───── 所附文本
## [作業重點]
目前你應該已經要很清楚資料集中，資料的型態是什麼樣子囉！包含特徵 (features) 與標籤 (labels)。因此要記得未來不管什麼專案，必須要把資料清理成相同的格式，才能送進模型訓練。
今天的作業開始踏入決策樹這個非常重要的模型，請務必確保你理解模型中每個超參數的意思，並試著調整看看，對最終預測結果的影響為何

## 作業

1. 試著調整 DecisionTreeClassifier(...) 中的參數，並觀察是否會改變結果？
2. 改用其他資料集 (boston, wine)，並與回歸模型的結果進行比較

In [1]:
from sklearn import datasets, metrics
from sklearn.tree import DecisionTreeClassifier, DecisionTreeRegressor
from sklearn.model_selection import train_test_split

### 鳶尾花資料集

In [2]:
# 讀取資料
iris = datasets.load_iris()
x_train, x_test, y_train, y_test = train_test_split(iris.data, iris.target, test_size=0.25, random_state=4)

In [3]:
# 決策樹分類器(預設超參數)
clf = DecisionTreeClassifier()
clf.fit(x_train, y_train)
y_pred = clf.predict(x_test)
acc = metrics.accuracy_score(y_test, y_pred)
print(f"Acuuracy: {acc}")
for feature, importance in zip(iris.feature_names, clf.feature_importances_):
    print(f"{feature} - {importance}")
──────────
───── 所附資料
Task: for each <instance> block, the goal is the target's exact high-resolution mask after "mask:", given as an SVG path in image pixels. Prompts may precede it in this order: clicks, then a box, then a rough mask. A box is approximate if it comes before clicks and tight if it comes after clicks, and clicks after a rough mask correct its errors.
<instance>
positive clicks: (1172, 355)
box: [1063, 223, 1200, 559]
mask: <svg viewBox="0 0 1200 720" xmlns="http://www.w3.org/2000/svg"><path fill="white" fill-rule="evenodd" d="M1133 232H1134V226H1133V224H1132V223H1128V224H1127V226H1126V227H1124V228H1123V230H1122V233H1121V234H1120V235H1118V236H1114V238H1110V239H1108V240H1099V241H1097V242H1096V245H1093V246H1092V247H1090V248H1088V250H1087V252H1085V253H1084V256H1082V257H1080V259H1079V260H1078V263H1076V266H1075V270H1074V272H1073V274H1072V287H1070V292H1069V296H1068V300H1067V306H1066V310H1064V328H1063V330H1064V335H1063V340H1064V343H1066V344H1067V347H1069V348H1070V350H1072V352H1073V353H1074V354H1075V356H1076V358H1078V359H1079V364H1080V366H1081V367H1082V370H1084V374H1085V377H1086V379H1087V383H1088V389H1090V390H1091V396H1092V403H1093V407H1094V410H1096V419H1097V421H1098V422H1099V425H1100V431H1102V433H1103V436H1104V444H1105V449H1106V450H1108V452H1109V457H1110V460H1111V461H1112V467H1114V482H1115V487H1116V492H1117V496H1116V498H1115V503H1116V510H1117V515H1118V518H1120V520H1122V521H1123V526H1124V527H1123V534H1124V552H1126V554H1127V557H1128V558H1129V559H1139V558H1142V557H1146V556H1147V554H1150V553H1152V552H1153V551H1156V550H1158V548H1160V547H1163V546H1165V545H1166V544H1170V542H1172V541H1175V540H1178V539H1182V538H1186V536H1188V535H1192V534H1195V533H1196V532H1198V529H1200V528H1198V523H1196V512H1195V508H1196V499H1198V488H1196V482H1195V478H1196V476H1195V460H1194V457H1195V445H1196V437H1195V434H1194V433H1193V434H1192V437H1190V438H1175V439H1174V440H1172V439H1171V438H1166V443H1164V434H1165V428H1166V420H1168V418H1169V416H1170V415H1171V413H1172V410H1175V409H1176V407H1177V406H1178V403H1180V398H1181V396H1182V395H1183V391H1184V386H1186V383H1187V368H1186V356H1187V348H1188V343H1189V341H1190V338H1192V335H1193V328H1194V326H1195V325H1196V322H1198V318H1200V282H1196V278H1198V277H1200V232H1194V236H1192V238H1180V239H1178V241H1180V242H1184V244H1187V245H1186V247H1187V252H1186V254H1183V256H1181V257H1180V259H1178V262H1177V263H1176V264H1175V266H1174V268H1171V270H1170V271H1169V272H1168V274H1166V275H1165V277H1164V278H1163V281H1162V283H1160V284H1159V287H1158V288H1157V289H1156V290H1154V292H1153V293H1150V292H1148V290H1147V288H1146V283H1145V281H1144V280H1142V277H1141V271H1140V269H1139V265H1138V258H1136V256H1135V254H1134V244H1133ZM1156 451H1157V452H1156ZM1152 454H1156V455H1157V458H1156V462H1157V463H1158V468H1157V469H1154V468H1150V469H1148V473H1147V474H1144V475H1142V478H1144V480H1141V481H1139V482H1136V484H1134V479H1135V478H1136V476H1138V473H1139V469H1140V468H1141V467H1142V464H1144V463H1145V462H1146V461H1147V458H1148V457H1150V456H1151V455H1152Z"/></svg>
──────────
= 待解問題 =
(1) 把決策樹作業中從「1. 試著調整 DecisionTreeClassifier(...)」往下一直到「iris = datasets.load_iris()」的全部內容原樣重現。
(2) 根據決策樹作業回答：
(a) 用 train_test_split 切分鳶尾花資料時，test_size 設為多少？
(b) 作業第二題要改用哪些資料集？
(c) In [3] 的決策樹分類器使用什麼樣的超參數？
(3) 決策樹作業指出，不管什麼專案都必須把資料清理成相同的格式。為什麼要這樣做？
這些資料列是另外的素材，與決策樹作業的內容無關。

= 依序解答 =
(1)
1. 試著調整 DecisionTreeClassifier(...) 中的參數，並觀察是否會改變結果？
2. 改用其他資料集 (boston, wine)，並與回歸模型的結果進行比較

In [1]:
from sklearn import datasets, metrics
from sklearn.tree import DecisionTreeClassifier, DecisionTreeRegressor
from sklearn.model_selection import train_test_split

### 鳶尾花資料集

In [2]:
# 讀取資料
iris = datasets.load_iris()

(2)
(a) 0.25
(b) boston 與 wine
(c) 預設超參數

(3) 資料集中的資料包含特徵 (features) 與標籤 (labels)，必須清理成相同的格式，才能送進模型訓練。